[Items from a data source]
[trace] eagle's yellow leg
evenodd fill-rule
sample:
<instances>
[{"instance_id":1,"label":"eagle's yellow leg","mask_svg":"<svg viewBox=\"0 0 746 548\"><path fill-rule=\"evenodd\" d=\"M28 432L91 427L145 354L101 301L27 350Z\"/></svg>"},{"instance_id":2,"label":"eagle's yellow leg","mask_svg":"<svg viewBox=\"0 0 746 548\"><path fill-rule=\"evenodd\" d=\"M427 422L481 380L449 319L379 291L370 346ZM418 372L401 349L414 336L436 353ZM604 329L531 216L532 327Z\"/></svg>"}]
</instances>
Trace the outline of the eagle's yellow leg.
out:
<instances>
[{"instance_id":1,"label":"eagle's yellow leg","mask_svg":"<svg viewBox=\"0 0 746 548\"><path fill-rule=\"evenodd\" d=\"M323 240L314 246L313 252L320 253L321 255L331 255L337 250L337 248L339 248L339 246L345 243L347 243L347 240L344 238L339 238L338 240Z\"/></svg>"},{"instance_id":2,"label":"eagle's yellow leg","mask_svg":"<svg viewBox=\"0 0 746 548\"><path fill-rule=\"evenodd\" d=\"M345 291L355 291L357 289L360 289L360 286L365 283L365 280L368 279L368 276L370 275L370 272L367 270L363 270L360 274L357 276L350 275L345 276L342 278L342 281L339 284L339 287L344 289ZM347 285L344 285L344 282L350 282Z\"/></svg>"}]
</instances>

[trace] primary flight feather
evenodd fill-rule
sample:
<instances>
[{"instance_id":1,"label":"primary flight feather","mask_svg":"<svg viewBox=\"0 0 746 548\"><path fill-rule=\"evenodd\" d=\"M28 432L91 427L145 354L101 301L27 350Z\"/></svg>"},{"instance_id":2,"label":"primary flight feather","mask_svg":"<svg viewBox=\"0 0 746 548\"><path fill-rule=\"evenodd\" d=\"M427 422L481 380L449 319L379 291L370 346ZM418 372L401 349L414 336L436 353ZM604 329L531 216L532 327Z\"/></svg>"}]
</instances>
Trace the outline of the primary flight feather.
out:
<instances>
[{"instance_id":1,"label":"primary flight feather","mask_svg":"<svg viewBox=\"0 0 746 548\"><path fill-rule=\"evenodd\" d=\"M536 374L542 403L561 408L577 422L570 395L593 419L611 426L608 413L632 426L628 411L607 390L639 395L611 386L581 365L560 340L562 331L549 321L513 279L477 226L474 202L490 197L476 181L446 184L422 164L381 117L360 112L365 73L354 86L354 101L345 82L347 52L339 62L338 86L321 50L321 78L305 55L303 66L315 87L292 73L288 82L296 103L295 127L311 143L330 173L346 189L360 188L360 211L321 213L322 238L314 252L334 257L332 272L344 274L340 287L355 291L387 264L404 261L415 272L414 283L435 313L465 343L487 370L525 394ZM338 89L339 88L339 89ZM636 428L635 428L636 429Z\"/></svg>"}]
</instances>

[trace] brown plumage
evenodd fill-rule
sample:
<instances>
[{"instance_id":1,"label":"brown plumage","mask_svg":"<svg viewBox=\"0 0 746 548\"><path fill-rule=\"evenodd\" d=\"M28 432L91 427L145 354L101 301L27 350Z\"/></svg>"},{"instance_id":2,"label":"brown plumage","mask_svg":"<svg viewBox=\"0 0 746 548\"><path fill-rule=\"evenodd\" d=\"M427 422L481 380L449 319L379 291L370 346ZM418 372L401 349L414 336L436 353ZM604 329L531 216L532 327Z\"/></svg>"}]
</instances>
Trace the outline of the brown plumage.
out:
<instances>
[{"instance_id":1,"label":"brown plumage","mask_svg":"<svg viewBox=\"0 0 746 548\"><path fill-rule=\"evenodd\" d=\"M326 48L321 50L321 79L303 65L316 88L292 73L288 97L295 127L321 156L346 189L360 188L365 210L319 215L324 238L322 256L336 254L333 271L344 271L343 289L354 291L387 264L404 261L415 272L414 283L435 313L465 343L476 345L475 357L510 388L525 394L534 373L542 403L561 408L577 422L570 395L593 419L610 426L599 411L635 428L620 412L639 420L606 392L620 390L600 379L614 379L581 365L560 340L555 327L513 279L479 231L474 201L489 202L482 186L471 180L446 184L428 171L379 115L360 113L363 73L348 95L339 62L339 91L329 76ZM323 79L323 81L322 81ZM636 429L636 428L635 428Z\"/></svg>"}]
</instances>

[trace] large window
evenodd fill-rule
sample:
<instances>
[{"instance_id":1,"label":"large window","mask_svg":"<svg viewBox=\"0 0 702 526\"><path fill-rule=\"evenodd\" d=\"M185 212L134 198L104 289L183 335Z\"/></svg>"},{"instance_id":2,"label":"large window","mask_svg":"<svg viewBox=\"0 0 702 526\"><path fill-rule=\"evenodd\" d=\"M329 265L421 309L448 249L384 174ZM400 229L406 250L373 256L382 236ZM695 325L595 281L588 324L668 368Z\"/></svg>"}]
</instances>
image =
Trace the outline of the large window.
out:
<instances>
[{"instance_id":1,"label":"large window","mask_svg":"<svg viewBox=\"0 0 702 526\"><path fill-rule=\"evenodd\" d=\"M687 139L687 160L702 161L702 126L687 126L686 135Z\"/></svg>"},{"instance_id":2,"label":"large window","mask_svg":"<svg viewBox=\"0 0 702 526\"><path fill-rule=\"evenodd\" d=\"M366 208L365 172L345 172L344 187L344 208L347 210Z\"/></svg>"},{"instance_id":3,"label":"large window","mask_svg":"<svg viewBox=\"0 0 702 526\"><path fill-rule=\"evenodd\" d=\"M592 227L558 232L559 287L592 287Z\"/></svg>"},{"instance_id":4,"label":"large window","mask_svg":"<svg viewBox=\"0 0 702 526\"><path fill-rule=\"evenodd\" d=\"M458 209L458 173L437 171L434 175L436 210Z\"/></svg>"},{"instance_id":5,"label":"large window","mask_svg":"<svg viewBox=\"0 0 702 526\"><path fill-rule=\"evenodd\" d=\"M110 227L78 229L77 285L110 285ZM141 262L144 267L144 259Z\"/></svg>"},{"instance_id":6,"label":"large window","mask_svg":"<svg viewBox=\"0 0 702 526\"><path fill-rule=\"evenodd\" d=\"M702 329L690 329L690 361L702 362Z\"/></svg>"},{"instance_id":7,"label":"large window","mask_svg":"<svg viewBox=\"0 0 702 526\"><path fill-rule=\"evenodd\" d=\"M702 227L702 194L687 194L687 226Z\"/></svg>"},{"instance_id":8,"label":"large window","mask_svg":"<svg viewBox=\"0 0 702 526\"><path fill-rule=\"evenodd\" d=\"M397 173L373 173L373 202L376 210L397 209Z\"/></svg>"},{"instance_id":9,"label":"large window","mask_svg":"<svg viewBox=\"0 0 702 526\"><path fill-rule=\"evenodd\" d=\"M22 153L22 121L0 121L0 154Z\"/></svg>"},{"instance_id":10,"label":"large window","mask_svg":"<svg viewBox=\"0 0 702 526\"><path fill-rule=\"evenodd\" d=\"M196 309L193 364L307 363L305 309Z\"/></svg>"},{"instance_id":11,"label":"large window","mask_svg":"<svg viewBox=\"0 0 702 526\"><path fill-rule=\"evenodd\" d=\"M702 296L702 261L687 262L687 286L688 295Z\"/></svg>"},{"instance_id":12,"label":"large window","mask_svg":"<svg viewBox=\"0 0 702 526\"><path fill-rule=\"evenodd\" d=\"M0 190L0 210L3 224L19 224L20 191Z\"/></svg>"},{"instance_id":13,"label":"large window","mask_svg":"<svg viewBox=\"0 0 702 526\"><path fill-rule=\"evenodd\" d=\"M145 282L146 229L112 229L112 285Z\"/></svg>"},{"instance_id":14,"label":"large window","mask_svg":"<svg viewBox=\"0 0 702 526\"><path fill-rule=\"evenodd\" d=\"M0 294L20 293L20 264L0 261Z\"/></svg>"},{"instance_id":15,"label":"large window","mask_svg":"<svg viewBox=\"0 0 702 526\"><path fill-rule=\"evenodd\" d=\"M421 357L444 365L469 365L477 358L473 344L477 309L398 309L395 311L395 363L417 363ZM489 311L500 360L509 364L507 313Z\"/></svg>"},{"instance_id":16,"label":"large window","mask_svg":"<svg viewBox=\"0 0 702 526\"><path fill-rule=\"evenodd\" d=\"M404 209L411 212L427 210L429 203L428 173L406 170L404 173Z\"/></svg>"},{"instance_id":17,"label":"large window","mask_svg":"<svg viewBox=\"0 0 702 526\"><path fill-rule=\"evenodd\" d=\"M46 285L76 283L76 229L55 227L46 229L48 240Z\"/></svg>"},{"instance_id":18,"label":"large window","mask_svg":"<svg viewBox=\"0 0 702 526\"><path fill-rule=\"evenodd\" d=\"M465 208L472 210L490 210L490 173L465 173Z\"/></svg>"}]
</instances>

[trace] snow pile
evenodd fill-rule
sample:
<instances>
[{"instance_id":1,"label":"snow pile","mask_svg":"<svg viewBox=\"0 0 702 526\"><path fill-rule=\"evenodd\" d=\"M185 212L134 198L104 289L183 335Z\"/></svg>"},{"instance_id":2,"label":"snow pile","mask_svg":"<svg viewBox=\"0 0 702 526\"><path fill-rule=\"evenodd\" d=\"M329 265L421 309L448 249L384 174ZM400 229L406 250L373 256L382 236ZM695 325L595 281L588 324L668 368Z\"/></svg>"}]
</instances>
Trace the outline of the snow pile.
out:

**Problem statement:** Return every line of the rows above that contains the word "outline".

**Answer to this problem:**
Trace the outline of the eagle's yellow leg.
Trace the outline of the primary flight feather.
Trace the outline of the brown plumage.
Trace the outline of the large window.
Trace the outline of the snow pile.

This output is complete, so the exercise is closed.